Records excerpted from a collection
════════════════

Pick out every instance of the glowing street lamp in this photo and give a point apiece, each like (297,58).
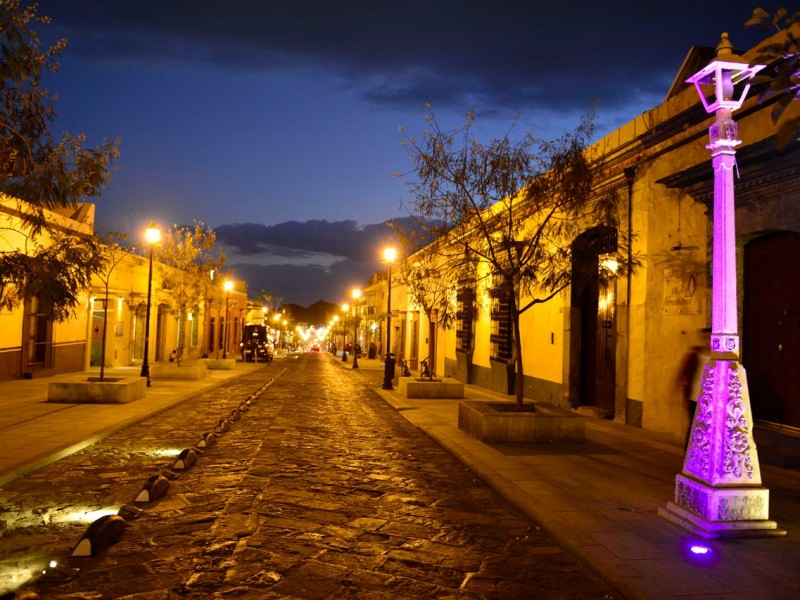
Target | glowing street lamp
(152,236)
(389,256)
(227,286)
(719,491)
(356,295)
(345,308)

════════════════

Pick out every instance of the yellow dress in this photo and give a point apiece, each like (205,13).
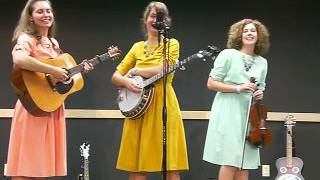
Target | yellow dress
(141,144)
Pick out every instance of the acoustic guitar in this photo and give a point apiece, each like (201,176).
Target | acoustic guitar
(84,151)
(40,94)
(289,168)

════════════════

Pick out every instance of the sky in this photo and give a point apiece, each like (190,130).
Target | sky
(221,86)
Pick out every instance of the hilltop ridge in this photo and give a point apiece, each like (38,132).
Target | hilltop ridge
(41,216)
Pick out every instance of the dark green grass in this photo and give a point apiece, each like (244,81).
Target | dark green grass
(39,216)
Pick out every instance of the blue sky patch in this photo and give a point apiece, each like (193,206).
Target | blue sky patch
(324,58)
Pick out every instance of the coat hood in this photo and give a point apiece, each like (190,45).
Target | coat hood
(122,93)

════════════════

• _Goal of the exercise_
The answer is a bare number: how many lines of the records contain the string "like"?

• _Answer below_
8